▶ THE PROBLEM: Copy the stretch of entries below from the line containing "flower, that would help a great deal." through the line containing "POLYGON ((158 85, 156", both lines included, reproducing every character unchanged.

══════

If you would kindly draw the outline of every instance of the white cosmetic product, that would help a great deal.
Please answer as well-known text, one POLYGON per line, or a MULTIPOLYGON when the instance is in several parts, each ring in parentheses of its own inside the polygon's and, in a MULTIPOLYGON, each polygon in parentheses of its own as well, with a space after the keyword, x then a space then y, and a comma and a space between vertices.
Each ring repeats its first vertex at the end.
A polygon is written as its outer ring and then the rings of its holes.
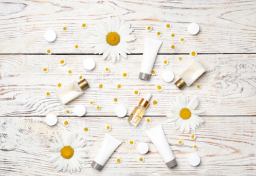
POLYGON ((176 81, 175 85, 179 89, 182 89, 185 85, 191 85, 197 80, 206 70, 198 62, 195 61, 181 74, 181 79, 176 81))
POLYGON ((145 133, 156 146, 162 158, 164 159, 164 162, 166 164, 167 167, 172 168, 176 166, 177 163, 175 157, 170 150, 161 124, 147 131, 145 133))
POLYGON ((91 167, 98 171, 100 171, 107 160, 121 144, 122 141, 106 133, 100 150, 98 152, 91 167))
POLYGON ((149 81, 162 41, 145 38, 143 58, 139 79, 149 81))
POLYGON ((58 98, 63 104, 67 104, 74 98, 84 93, 84 91, 89 87, 86 79, 77 83, 73 82, 56 93, 58 98))

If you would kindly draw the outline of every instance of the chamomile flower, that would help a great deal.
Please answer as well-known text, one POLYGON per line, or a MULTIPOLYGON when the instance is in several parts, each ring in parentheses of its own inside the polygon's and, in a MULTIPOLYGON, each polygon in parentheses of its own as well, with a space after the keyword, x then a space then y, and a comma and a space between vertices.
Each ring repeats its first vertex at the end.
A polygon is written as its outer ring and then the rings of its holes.
POLYGON ((134 140, 129 141, 129 145, 130 146, 134 146, 135 145, 135 141, 134 141, 134 140))
POLYGON ((82 29, 86 29, 86 28, 87 28, 87 24, 86 23, 83 23, 82 24, 81 24, 81 28, 82 28, 82 29))
POLYGON ((175 50, 175 45, 170 45, 170 49, 171 50, 175 50))
POLYGON ((107 130, 107 131, 111 131, 111 125, 107 125, 105 128, 105 129, 107 130))
POLYGON ((105 68, 105 72, 110 72, 110 68, 109 67, 106 67, 105 68))
POLYGON ((78 44, 75 44, 75 46, 74 46, 74 48, 75 50, 79 50, 80 47, 78 44))
POLYGON ((116 163, 121 163, 122 162, 122 158, 117 158, 115 160, 116 163))
POLYGON ((186 39, 185 39, 184 37, 181 37, 181 39, 179 39, 179 41, 181 42, 181 43, 184 43, 186 41, 186 39))
POLYGON ((117 97, 114 97, 113 101, 114 101, 115 104, 117 104, 117 97))
POLYGON ((141 162, 145 162, 145 158, 139 158, 139 160, 141 162))
POLYGON ((158 85, 156 87, 156 89, 158 91, 163 91, 163 87, 162 85, 158 85))
POLYGON ((101 107, 100 106, 97 106, 97 107, 96 107, 96 108, 97 109, 97 110, 101 110, 101 107))
POLYGON ((133 91, 133 93, 134 94, 135 96, 139 96, 141 93, 139 90, 135 89, 133 91))
POLYGON ((146 118, 146 122, 147 123, 151 123, 152 122, 152 120, 151 120, 151 118, 148 117, 148 118, 146 118))
POLYGON ((87 133, 87 132, 89 132, 89 131, 90 131, 90 129, 88 127, 86 127, 84 128, 84 132, 87 133))
POLYGON ((56 136, 54 144, 50 145, 51 151, 49 161, 52 167, 58 171, 65 172, 67 170, 73 173, 80 171, 81 164, 85 161, 83 158, 87 158, 88 152, 85 148, 86 140, 81 139, 76 133, 65 131, 62 137, 56 136))
POLYGON ((172 25, 170 23, 166 23, 165 26, 167 29, 170 29, 172 27, 172 25))
POLYGON ((175 39, 175 37, 176 37, 176 35, 175 35, 175 33, 172 33, 172 34, 170 35, 170 37, 172 37, 172 39, 175 39))
POLYGON ((163 35, 162 32, 160 31, 158 31, 156 32, 156 36, 158 36, 158 37, 161 37, 162 35, 163 35))
POLYGON ((69 30, 69 28, 67 26, 63 26, 63 28, 62 28, 63 31, 67 32, 67 31, 68 31, 68 30, 69 30))
POLYGON ((169 61, 168 60, 164 60, 164 65, 165 66, 167 66, 168 64, 169 64, 169 61))
POLYGON ((135 36, 130 35, 134 28, 130 28, 130 24, 118 17, 108 18, 107 24, 100 22, 95 28, 93 34, 96 37, 93 41, 94 53, 102 54, 103 59, 111 59, 115 62, 115 59, 120 60, 120 55, 127 58, 130 49, 133 47, 128 42, 136 39, 135 36))
POLYGON ((48 49, 47 50, 46 50, 46 54, 52 54, 52 49, 48 49))
POLYGON ((92 100, 90 101, 90 104, 92 106, 94 105, 94 102, 92 100))
POLYGON ((150 31, 151 31, 152 29, 153 29, 153 28, 152 28, 152 26, 151 26, 151 25, 147 26, 146 27, 146 30, 147 30, 147 32, 150 32, 150 31))
POLYGON ((154 107, 157 106, 159 104, 159 101, 158 100, 153 100, 152 102, 152 104, 154 107))
POLYGON ((122 74, 122 76, 124 79, 128 79, 129 77, 129 74, 127 72, 124 72, 122 74))
POLYGON ((195 110, 198 103, 196 97, 189 102, 188 97, 184 95, 177 97, 176 102, 172 100, 170 102, 171 110, 166 116, 170 118, 168 122, 175 121, 174 129, 180 128, 182 133, 184 131, 189 133, 190 128, 196 131, 197 127, 204 123, 204 119, 198 116, 204 111, 195 110))
POLYGON ((61 66, 65 66, 66 64, 66 61, 65 60, 62 60, 60 62, 61 66))
POLYGON ((196 139, 196 136, 195 135, 195 134, 191 134, 190 135, 190 137, 191 139, 192 139, 193 140, 195 140, 196 139))
POLYGON ((63 121, 63 125, 64 125, 64 126, 65 126, 65 127, 69 127, 69 121, 67 121, 67 120, 64 120, 64 121, 63 121))
POLYGON ((193 57, 193 58, 196 58, 198 56, 198 53, 195 50, 191 50, 189 55, 193 57))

══════

▶ RESPONSE FOR THIS EXERCISE:
If you would kindly draw the outline of every instance of the chamomile flower, that would help a great deal.
Please answer as well-known text, one POLYGON per line, or a MULTIPOLYGON when the instance is in several parts, each ring in parentheses of its own inside the polygon's and, in a MULTIPOLYGON, each polygon in parentheses of its own as well, with a space after the keyword, x then a space then y, and a comma and a space between vertices.
Each ring repeats its first vertex at the end.
A polygon is written as its outer ring and then the rings of its holes.
POLYGON ((134 140, 129 141, 129 145, 130 146, 134 146, 135 145, 135 141, 134 141, 134 140))
POLYGON ((82 29, 86 29, 86 28, 87 28, 87 24, 86 23, 83 23, 82 24, 81 24, 81 28, 82 28, 82 29))
POLYGON ((175 50, 175 45, 170 45, 170 49, 171 50, 175 50))
POLYGON ((107 130, 107 131, 111 131, 111 125, 107 125, 105 128, 105 129, 107 130))
POLYGON ((105 68, 105 72, 110 72, 110 68, 109 67, 106 67, 105 68))
POLYGON ((78 44, 75 44, 75 46, 74 46, 74 48, 75 50, 79 50, 80 47, 78 44))
POLYGON ((116 163, 121 163, 122 162, 122 158, 117 158, 115 160, 116 163))
POLYGON ((186 39, 185 39, 184 37, 181 37, 181 39, 179 39, 179 41, 181 42, 181 43, 184 43, 186 41, 186 39))
POLYGON ((117 97, 114 97, 113 101, 114 101, 115 104, 117 104, 117 97))
POLYGON ((141 162, 145 162, 145 158, 139 158, 139 160, 141 162))
POLYGON ((158 85, 156 87, 156 89, 158 91, 163 91, 163 87, 162 85, 158 85))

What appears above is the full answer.